▶ Document:

# Has anybody here Studied Jean Guy Angel kenpo?



## Gotkenpo? (Nov 21, 2003)

I'm not sure if any of you have because its a Kenpo style that is only in Canada, and from what i've seen so far, you are all from the states.  Jean Guy Angel achieved his black belt under George Pesare, and then brought Kenpo to Canada.

I've been studying since June through private lessons, and it absolutely rocks.

later.


----------



## Ceicei (Nov 22, 2003)

You might be the first from your style to join MartialTalk.  Welcome!

Would you mind sharing with us who Jean Guy Angel is?  Let us know the history and lineage of your instructors, what your curriculum is like, rank system (if there is one), and what you are learning.

There is plenty of room for another style in the Kenpo/kempo community!

- Ceicei


----------



## jfarnsworth (Nov 23, 2003)

I have not personally heard of either of the 2 names you mentioned. Would you like to elaborate for us with some more info. so we could learn more about your training?


----------



## kenmpoka (Nov 23, 2003)

> _Originally posted by Gotkenpo? _
> *I'm not sure if any of you have because its a Kenpo style that is only in Canada, and from what i've seen so far, you are all from the states.  Jean Guy Angel achieved his black belt under George Pesare, and then brought Kenpo to Canada.
> 
> I've been studying since June through private lessons, and it absolutely rocks.
> ...


 Mr. Pesare is the head of Karazenpo Goshinjutsu in New England. A first generation student of  Professors Sonny Gascon and Walter godin, the founders of the system. Karazenpo is a subsystem of Kajukenbo. The system was further evolved to Shaolin Kempo Karate and Nick Cerio's Kenpo. 

Salute,


----------



## Gotkenpo? (Nov 23, 2003)

hey guys, ok, here goes...

first the lineage...

James M. Mitose
Adriano Emperado
Victor Gascon
George Pesare
Jean Guy Angel (The chief of his kenpo federation)
Dave Jackman
Lew Simms
Matt Cardon (my instructor)

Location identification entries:

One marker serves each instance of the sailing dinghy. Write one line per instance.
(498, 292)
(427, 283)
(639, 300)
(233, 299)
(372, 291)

▶ What to work on:
**a.** In the thread about Jean Guy Angel kenpo, under whom did Jean Guy Angel earn his black belt?
**b.** Render all lines of the records as a JSON list of strings, one string per line, skipping blank lines.

▶ The responses:
**a.** George Pesare

**b.**
[
  "One marker serves each instance of the sailing dinghy. Write one line per instance.",
  "(498, 292)",
  "(427, 283)",
  "(639, 300)",
  "(233, 299)",
  "(372, 291)"
]